TASK OBJECTIVE: Once you reach the line holding "of the pink-tinged", write out that line and every later one exactly, ending with the last line of the data; write nothing else.

Referring expression pointing data:
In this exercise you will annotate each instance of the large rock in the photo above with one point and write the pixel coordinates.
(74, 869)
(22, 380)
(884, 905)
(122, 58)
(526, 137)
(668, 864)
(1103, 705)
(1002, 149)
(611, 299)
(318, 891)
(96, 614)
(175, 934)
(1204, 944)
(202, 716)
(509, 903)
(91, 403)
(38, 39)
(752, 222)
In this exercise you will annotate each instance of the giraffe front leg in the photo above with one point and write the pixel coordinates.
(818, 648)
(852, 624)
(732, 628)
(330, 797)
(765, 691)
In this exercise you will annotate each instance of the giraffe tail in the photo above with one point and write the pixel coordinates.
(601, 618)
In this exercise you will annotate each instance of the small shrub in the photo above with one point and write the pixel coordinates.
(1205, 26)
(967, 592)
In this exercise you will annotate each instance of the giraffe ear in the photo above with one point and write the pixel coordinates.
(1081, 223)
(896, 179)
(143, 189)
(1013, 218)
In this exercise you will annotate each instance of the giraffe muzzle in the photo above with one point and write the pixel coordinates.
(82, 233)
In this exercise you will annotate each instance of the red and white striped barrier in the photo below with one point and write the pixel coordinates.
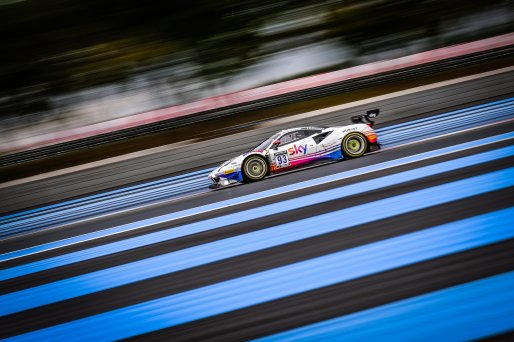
(259, 93)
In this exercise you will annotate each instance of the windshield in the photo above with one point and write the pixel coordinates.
(265, 144)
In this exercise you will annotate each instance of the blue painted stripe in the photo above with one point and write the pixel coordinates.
(83, 208)
(458, 112)
(285, 281)
(304, 201)
(108, 193)
(191, 257)
(470, 311)
(251, 197)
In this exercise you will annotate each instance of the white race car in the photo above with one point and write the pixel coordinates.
(297, 147)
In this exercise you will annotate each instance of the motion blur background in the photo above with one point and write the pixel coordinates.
(109, 229)
(66, 64)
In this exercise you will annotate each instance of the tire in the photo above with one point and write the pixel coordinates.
(254, 168)
(354, 145)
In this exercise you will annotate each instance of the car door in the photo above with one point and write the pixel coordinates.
(296, 148)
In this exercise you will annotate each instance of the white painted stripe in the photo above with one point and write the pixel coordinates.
(252, 197)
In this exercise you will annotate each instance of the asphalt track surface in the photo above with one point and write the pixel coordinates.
(412, 242)
(200, 155)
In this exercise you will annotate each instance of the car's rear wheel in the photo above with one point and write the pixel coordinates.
(354, 145)
(254, 168)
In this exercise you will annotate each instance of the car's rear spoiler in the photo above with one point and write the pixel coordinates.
(366, 118)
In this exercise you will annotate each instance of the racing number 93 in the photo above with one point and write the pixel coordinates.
(281, 160)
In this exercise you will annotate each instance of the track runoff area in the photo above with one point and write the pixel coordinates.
(414, 242)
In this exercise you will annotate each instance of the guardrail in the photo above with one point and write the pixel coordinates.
(308, 87)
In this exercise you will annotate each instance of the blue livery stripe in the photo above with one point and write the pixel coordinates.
(286, 281)
(251, 197)
(151, 192)
(345, 191)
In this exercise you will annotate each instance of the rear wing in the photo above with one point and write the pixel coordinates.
(366, 118)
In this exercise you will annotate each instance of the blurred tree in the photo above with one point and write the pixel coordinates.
(57, 46)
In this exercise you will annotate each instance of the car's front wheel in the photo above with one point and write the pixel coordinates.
(354, 145)
(254, 168)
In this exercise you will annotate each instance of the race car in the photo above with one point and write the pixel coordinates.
(296, 147)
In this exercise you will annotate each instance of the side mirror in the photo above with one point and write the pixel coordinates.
(275, 144)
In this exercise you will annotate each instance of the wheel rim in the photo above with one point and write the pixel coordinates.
(355, 145)
(255, 168)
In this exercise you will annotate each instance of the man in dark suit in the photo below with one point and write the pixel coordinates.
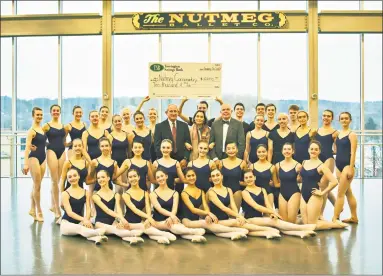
(226, 129)
(177, 132)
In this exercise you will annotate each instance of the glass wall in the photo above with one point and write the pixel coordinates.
(339, 76)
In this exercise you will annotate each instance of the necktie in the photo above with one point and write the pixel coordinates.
(174, 134)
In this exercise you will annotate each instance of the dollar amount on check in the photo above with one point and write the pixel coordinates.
(193, 80)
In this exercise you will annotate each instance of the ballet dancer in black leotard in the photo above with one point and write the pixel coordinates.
(75, 128)
(56, 134)
(153, 116)
(259, 211)
(279, 137)
(346, 145)
(265, 172)
(270, 125)
(222, 205)
(302, 136)
(202, 167)
(77, 162)
(196, 213)
(105, 162)
(120, 147)
(142, 166)
(112, 221)
(139, 211)
(35, 161)
(172, 167)
(326, 135)
(74, 221)
(143, 134)
(290, 196)
(256, 137)
(312, 197)
(104, 122)
(165, 206)
(232, 168)
(90, 139)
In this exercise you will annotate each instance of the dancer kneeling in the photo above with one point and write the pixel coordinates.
(74, 222)
(255, 205)
(113, 222)
(194, 206)
(221, 203)
(312, 197)
(138, 209)
(165, 210)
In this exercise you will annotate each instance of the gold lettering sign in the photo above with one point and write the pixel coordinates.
(210, 20)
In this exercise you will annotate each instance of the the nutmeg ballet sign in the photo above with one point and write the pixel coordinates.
(209, 20)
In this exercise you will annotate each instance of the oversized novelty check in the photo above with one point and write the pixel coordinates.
(193, 80)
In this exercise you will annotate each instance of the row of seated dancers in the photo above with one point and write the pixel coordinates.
(269, 176)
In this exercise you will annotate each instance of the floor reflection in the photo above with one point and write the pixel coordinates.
(37, 248)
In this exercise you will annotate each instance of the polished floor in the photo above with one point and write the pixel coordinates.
(37, 248)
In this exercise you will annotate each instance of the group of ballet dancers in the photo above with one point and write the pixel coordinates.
(259, 195)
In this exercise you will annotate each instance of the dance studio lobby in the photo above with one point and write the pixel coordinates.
(191, 137)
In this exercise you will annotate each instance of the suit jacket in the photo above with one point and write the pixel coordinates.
(163, 131)
(234, 133)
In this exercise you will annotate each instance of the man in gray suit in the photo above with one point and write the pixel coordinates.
(226, 129)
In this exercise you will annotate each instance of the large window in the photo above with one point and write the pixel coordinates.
(284, 70)
(339, 76)
(283, 5)
(373, 104)
(238, 55)
(81, 75)
(82, 7)
(132, 55)
(37, 7)
(6, 83)
(6, 8)
(37, 77)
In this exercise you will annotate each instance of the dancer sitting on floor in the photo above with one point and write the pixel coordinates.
(74, 222)
(194, 206)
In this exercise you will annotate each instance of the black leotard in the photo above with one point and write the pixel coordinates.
(103, 217)
(327, 142)
(289, 184)
(39, 142)
(343, 152)
(77, 206)
(203, 174)
(143, 172)
(167, 205)
(263, 178)
(132, 217)
(109, 169)
(249, 211)
(147, 142)
(232, 177)
(221, 215)
(75, 133)
(119, 150)
(56, 140)
(197, 202)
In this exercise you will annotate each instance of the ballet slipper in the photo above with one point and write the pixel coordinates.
(40, 217)
(32, 214)
(163, 240)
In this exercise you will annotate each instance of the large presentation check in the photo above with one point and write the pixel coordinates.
(193, 80)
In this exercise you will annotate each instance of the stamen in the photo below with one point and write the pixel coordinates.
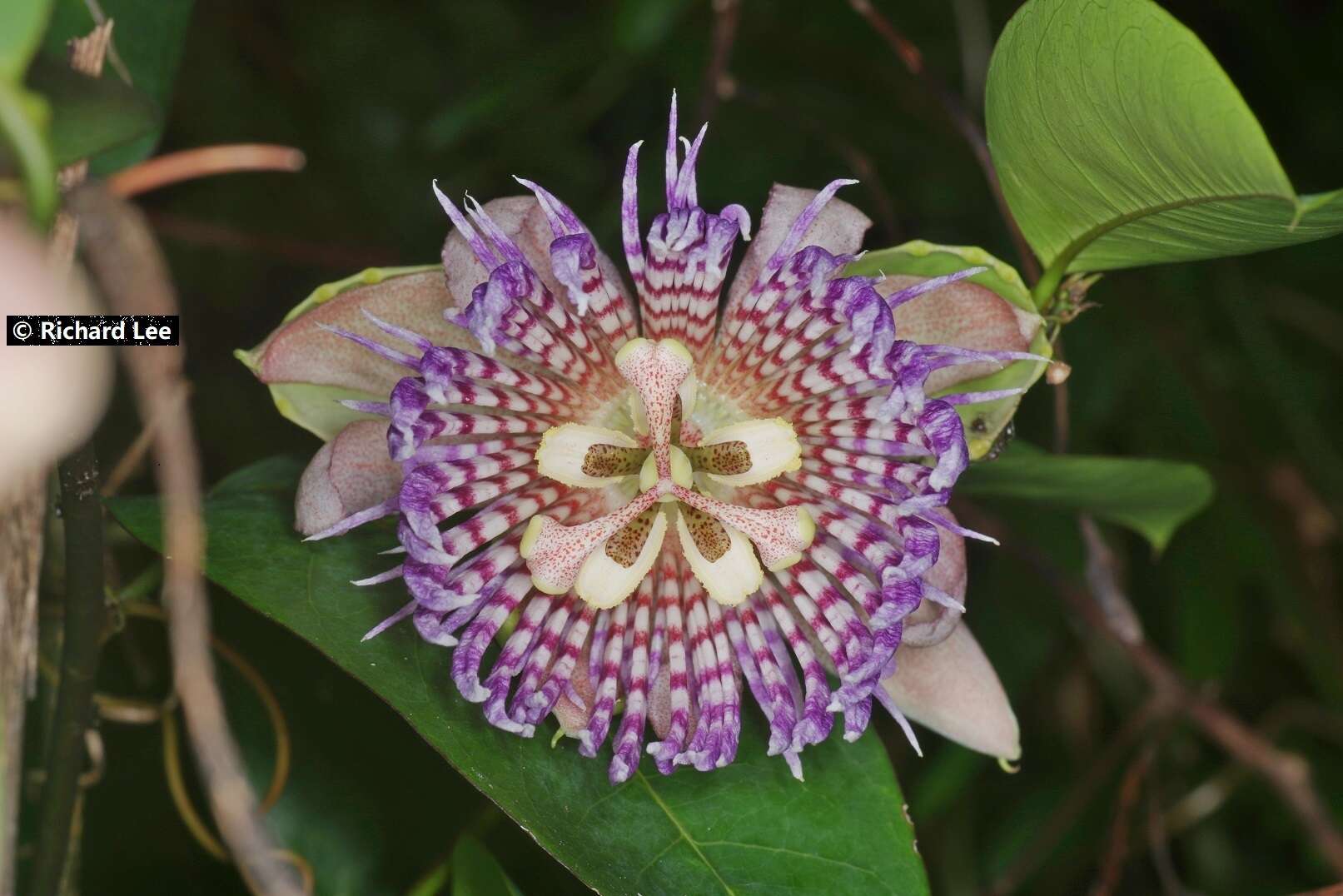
(556, 554)
(780, 535)
(749, 453)
(587, 457)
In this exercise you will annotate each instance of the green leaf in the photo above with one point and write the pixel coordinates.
(22, 23)
(747, 828)
(1121, 142)
(1151, 497)
(148, 41)
(475, 872)
(986, 421)
(90, 114)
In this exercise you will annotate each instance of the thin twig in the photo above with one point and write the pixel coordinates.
(860, 163)
(1112, 867)
(966, 124)
(82, 640)
(132, 457)
(87, 57)
(129, 267)
(22, 514)
(1064, 816)
(206, 162)
(1287, 773)
(1158, 844)
(718, 82)
(1103, 580)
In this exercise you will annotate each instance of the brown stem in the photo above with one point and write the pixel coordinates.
(85, 615)
(22, 512)
(1072, 805)
(961, 118)
(1287, 773)
(1112, 868)
(190, 164)
(129, 269)
(718, 82)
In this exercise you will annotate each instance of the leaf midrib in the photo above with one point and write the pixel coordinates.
(1082, 242)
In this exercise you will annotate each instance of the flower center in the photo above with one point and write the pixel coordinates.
(664, 470)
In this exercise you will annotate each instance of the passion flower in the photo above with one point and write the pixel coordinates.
(635, 501)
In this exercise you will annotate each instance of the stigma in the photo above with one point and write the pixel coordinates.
(664, 469)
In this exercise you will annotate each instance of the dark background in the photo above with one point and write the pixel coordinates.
(1231, 364)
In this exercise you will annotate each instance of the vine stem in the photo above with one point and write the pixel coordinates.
(1287, 773)
(85, 615)
(204, 162)
(131, 271)
(961, 118)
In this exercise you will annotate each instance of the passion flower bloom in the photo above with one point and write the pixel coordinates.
(631, 506)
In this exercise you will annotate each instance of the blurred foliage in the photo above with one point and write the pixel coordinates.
(1226, 364)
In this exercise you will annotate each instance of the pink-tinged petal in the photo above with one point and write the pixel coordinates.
(54, 396)
(348, 475)
(572, 716)
(933, 621)
(838, 229)
(964, 315)
(519, 218)
(311, 368)
(953, 689)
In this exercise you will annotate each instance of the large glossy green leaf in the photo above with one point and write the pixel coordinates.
(1151, 497)
(475, 872)
(22, 23)
(744, 829)
(90, 114)
(1121, 142)
(148, 37)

RESPONSE TO THE EXERCISE:
In this exercise you will annotate each instance of the pink-tinged petal in the photo above with one point and write the pixel coordinates.
(54, 396)
(348, 475)
(572, 716)
(933, 621)
(838, 229)
(964, 315)
(519, 218)
(311, 368)
(953, 689)
In this exercise you will annotate each instance of the large glossy green leaf in the photo above with one point and write the pixel coordinates.
(1151, 497)
(475, 872)
(22, 23)
(744, 829)
(90, 114)
(1121, 142)
(148, 37)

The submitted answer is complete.